Retype, without alteration, each line from the line containing "In the photo above, each instance of the gray" to the final line of the records.
─── Record list ───
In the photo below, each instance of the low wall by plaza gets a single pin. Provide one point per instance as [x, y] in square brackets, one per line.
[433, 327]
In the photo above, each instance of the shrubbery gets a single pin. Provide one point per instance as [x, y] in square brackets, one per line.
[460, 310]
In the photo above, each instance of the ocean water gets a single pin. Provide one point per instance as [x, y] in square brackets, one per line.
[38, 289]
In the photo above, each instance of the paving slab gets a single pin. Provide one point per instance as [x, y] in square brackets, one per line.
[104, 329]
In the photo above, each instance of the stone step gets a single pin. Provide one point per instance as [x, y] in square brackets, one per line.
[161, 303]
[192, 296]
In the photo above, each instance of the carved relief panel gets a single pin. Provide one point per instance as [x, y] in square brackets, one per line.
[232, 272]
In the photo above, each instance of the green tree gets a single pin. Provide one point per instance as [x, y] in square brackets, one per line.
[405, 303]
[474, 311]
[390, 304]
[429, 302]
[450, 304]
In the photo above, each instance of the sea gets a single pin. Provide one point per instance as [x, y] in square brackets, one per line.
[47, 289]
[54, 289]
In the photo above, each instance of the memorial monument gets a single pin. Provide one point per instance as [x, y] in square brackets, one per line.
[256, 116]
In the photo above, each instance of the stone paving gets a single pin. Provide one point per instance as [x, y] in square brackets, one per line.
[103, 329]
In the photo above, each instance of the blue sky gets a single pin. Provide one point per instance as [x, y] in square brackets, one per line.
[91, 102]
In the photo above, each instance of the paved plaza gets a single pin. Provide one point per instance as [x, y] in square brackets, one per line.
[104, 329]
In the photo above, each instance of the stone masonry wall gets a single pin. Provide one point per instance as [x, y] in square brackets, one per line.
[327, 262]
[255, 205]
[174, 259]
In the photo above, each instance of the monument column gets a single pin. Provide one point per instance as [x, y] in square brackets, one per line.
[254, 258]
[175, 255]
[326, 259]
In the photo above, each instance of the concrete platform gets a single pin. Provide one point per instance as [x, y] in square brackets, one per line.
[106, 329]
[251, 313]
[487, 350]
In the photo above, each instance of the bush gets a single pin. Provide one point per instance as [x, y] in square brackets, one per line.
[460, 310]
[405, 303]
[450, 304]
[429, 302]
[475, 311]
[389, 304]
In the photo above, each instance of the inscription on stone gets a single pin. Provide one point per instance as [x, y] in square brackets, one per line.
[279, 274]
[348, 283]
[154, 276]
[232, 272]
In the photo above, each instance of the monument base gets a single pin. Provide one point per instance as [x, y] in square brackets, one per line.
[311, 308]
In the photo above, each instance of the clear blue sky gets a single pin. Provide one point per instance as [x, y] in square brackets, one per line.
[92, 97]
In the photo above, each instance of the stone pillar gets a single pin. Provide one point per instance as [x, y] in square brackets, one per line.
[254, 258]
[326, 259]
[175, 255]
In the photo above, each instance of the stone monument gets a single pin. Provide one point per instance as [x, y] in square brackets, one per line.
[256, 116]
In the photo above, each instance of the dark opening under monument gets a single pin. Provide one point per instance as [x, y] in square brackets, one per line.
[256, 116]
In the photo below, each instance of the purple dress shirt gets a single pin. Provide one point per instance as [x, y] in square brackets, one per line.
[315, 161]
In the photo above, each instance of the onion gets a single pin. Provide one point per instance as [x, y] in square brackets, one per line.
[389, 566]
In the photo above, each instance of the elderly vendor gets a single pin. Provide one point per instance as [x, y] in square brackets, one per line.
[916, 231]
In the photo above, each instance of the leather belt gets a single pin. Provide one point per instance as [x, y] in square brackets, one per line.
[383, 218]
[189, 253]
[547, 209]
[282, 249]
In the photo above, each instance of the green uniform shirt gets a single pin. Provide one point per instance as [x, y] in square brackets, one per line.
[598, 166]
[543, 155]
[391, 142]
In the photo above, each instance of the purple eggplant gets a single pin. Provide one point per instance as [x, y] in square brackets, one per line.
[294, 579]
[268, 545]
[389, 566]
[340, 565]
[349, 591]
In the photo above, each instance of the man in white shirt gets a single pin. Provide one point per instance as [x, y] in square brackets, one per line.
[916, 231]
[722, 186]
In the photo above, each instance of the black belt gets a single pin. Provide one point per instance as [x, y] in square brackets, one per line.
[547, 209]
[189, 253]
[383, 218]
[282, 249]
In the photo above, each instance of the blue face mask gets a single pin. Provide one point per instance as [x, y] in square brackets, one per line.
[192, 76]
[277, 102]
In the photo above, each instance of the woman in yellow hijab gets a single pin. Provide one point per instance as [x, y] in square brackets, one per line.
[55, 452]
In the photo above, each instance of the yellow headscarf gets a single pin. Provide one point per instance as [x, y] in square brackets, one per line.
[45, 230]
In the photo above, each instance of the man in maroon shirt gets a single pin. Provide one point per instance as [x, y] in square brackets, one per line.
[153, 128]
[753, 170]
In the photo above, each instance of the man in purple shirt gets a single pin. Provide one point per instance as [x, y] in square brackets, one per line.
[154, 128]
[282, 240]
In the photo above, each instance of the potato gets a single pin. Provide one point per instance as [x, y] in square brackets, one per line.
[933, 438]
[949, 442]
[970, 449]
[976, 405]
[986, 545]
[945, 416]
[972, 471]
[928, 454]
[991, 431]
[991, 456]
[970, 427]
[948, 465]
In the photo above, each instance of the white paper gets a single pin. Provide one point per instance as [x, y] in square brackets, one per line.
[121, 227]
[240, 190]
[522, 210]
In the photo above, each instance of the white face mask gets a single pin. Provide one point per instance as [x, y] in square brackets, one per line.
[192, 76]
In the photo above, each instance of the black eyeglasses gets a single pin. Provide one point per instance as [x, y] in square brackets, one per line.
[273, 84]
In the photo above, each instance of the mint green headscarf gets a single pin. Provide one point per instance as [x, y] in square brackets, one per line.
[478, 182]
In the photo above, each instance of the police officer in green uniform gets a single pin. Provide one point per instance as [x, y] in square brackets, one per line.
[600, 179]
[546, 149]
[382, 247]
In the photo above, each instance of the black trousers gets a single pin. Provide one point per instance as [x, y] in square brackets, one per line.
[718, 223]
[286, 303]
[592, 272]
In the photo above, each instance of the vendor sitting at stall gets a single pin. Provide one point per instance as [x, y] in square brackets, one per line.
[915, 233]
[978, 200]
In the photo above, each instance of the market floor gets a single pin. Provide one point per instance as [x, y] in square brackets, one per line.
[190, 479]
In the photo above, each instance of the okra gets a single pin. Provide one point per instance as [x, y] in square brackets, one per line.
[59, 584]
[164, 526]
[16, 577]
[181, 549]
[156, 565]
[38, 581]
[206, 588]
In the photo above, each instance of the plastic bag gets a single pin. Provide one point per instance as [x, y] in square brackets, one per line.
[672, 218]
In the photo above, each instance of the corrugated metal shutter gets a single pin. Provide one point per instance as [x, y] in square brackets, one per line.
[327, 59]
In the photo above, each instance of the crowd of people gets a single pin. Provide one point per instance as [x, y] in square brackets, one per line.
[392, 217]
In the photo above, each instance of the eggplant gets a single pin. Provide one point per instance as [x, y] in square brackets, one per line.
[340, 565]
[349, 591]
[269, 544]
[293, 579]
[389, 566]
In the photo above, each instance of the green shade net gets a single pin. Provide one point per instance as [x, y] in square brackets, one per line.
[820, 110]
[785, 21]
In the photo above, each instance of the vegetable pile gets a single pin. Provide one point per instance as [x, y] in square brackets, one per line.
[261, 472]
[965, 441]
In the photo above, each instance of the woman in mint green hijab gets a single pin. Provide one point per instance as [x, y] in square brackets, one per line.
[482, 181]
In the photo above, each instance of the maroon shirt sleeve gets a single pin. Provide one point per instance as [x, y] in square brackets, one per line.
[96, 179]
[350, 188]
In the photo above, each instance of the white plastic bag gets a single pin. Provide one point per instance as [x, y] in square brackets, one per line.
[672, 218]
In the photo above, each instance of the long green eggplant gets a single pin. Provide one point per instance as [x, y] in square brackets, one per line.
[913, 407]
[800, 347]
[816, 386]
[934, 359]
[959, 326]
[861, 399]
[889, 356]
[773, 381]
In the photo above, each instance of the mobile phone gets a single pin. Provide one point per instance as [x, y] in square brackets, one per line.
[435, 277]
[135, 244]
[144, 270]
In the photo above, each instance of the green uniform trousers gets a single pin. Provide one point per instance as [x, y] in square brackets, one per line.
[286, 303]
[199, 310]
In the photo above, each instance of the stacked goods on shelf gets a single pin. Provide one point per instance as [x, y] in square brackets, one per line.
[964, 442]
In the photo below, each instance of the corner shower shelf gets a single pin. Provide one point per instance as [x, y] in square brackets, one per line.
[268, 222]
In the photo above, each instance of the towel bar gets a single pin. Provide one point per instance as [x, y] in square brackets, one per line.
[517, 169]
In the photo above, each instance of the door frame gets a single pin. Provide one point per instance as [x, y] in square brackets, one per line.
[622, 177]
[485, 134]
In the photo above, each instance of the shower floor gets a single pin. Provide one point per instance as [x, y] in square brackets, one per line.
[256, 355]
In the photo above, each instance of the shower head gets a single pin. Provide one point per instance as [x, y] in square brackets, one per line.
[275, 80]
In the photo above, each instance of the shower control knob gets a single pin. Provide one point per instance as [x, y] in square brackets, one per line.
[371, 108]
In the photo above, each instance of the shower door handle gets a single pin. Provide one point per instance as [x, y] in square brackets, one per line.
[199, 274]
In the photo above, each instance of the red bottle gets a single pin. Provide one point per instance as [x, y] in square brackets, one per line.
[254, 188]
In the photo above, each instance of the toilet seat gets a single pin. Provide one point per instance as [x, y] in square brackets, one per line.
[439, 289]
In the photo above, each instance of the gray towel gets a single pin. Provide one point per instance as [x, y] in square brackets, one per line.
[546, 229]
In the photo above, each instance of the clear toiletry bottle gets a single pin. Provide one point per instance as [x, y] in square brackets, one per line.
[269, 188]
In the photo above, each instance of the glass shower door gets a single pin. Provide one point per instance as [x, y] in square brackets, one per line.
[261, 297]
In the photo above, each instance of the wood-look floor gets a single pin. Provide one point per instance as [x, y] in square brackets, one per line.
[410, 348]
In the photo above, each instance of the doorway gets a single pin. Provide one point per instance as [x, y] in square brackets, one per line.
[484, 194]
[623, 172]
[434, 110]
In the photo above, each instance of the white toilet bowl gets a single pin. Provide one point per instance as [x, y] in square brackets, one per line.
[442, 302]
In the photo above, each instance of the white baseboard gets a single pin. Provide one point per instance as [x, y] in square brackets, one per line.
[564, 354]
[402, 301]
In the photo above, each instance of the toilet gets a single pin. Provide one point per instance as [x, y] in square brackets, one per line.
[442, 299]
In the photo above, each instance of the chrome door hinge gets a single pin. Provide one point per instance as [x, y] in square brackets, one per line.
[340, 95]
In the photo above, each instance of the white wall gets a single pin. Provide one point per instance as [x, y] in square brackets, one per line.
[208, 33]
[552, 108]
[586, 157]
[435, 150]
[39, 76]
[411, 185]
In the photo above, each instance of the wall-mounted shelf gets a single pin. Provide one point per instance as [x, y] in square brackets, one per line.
───
- _Final result_
In the photo above, each instance of the gray towel gets a single pin. Provide one point per instance as [x, y] in square brackets, one per line.
[546, 229]
In the photo above, each instance of the clear toiletry bottle gets a single pin. Provide one point per instance as [x, y] in square brackets, one per line.
[269, 188]
In the photo above, each instance of the glass shower door gets a single pin. Provide one point per instance as [x, y] in square brackets, one per line.
[261, 297]
In the photo above, each instance of the wood-look floor gets a single pin. Provide one point per instance as [x, y] in square brackets, one per line.
[410, 348]
In the photo above, each instance of the doorway gets a single pin. Provide one point per instance as [x, y] in square brackets, one per line.
[484, 194]
[623, 172]
[434, 110]
In the photo above, each instance of the white toilet bowl gets a single pin. Provide one point per instance as [x, y] in square brackets, one per line.
[442, 302]
In the photo above, each instance of the white baseboard gets a single pin. Provide one point per instance as [x, y] in square brackets, one per line.
[564, 354]
[402, 301]
In the photo above, each instance of the toilet gets a single pin. Provide one point per instance as [x, y] in square brackets, one per line.
[442, 299]
In the photo above, each instance of the chrome door hinge gets a single pin. Provide one point per instance as [x, y] in square brackets, one per line.
[340, 95]
In the photo above, each instance of the white wall gets a single pin. Provide one point per instance as [x, y] in square brackets, one per line.
[208, 33]
[552, 108]
[586, 157]
[435, 150]
[39, 76]
[411, 185]
In the photo above, each instance of the wall-mounted shelf gets a single pin. Provide one point per instance as [x, y] in square brackets, one per line.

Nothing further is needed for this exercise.